Print every line of the listing exactly, please.

— Begin —

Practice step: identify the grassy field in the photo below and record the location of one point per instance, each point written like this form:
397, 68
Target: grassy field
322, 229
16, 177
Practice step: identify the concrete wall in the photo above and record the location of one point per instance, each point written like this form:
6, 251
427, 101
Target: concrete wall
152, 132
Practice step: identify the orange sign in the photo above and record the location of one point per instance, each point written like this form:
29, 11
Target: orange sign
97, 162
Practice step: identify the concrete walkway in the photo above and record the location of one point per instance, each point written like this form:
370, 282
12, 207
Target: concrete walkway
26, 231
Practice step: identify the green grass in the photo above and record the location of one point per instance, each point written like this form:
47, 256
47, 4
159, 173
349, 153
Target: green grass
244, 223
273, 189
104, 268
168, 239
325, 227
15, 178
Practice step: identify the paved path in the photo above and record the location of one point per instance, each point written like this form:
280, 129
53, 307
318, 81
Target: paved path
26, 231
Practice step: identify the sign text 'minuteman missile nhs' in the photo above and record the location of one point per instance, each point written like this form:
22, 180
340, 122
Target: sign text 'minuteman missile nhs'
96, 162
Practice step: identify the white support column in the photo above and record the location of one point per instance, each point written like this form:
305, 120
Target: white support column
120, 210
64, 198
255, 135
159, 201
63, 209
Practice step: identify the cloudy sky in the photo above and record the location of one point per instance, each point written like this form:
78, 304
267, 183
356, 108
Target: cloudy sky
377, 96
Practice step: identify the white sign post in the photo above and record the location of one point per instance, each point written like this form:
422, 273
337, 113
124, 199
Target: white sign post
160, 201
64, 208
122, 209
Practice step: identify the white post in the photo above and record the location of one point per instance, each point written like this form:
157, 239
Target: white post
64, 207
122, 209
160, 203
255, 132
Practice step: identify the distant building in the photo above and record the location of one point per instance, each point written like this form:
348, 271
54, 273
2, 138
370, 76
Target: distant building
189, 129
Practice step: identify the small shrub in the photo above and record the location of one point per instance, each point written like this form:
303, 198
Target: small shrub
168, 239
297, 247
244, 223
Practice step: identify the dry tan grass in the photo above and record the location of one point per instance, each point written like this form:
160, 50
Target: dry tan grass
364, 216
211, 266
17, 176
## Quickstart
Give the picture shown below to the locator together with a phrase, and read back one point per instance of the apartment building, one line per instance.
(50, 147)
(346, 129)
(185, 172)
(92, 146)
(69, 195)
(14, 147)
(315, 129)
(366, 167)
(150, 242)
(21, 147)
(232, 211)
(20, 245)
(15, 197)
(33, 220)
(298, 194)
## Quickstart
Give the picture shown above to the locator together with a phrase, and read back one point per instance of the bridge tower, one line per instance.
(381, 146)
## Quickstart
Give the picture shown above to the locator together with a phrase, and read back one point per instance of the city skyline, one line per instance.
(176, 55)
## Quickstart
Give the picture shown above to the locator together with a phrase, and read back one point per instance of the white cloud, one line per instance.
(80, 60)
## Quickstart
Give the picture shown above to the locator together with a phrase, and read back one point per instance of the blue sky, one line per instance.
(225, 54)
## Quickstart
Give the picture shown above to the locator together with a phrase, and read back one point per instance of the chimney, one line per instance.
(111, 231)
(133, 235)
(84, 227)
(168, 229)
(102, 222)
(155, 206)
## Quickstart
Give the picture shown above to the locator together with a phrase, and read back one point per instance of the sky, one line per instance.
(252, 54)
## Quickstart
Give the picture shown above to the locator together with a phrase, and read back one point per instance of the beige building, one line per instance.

— End —

Solution to this problem:
Practice step: identify the grassy field in the photo below and record the location of one point per instance, each point written like this form:
397, 68
Target: grassy field
322, 229
16, 177
Practice step: identify the concrete wall in the photo above and record the location of one point per instance, each point written like this form:
6, 251
427, 101
Target: concrete wall
152, 132
Practice step: identify the orange sign in the photo above and record the location of one point per instance, each point written like this form:
29, 11
Target: orange sign
97, 162
Practice step: identify the concrete walkway in the photo above and record the location of one point per instance, each point written like this form:
370, 282
12, 207
Target: concrete walkway
26, 231
Practice step: identify the green grass in the photo above and record the location of one point per instance, each point written like this form:
47, 256
47, 4
159, 173
349, 153
Target: green grass
244, 223
273, 189
104, 268
168, 239
325, 227
15, 178
Practice step: identify the paved path in the photo above and record the location of one point per instance, each point written like this form:
280, 129
53, 307
318, 81
Target: paved path
26, 231
Practice step: identify the sign text 'minuteman missile nhs' in the photo above and record the location of one point per instance, each point written like this form:
22, 180
340, 122
Target: sign text 'minuteman missile nhs'
96, 162
Practice step: identify the white support column in the photo above and record the location of one point per instance, each point written like this form:
305, 120
Target: white support column
120, 210
64, 198
255, 135
159, 201
63, 209
Practice step: identify the cloudy sky in the photo above and record the location of one point per instance, each point written like this form:
78, 304
267, 183
356, 108
Target: cloudy sky
377, 96
Practice step: identify the white sign post in the photo above and record the location of one point per instance, each point written like this form:
422, 273
337, 113
124, 199
Target: white sign post
160, 201
64, 208
122, 209
Practice step: identify the white post in the photo above and record the location of one point per instance, each point written like this form:
157, 239
Target: white post
64, 207
122, 209
160, 203
255, 132
Practice step: identify the distant building in the photo above and record the location of one point per instance, each point written like this form:
348, 271
54, 273
2, 138
370, 76
Target: distant building
189, 129
Practice step: identify the small shrub in the photo above and record the location of one point per instance, each point written like this form:
303, 198
Target: small shrub
168, 239
297, 247
244, 223
Practice step: identify the dry tan grass in the photo above and record the location of one point per instance, each point written like this form:
160, 50
Target: dry tan grass
364, 216
211, 266
17, 176
## Quickstart
Give the picture shown below to the locator together with a phrase, and read back one point per instance of the apartment building, one line per instance.
(50, 147)
(346, 129)
(185, 172)
(92, 146)
(69, 195)
(14, 147)
(315, 129)
(366, 167)
(150, 242)
(21, 147)
(232, 211)
(20, 245)
(15, 197)
(33, 220)
(298, 194)
## Quickstart
Give the picture shown above to the locator together with a phrase, and read back one point per instance of the bridge tower, one line per instance.
(381, 146)
## Quickstart
Give the picture shown above to the locator together with a phrase, and read back one point per instance of the city skyline, one line per instance.
(176, 55)
## Quickstart
Give the picture shown above to the locator together with a phrase, and read back one point per instance of the white cloud, one line per instance.
(80, 60)
## Quickstart
Give the picture shown above to the locator together with a phrase, and read back one point per instance of the blue sky, one line per instance.
(225, 54)
## Quickstart
Give the picture shown above to the locator together with a phrase, and read back one point per instance of the chimney, one line per instance.
(111, 231)
(133, 235)
(84, 227)
(168, 229)
(102, 222)
(155, 206)
## Quickstart
Give the picture shown above to the locator together with a phrase, and read back one point per instance of the sky, one line per instance.
(252, 54)
## Quickstart
Give the picture shown above to the locator together with a phrase, and read back one point per instance of the beige building, one line per instance.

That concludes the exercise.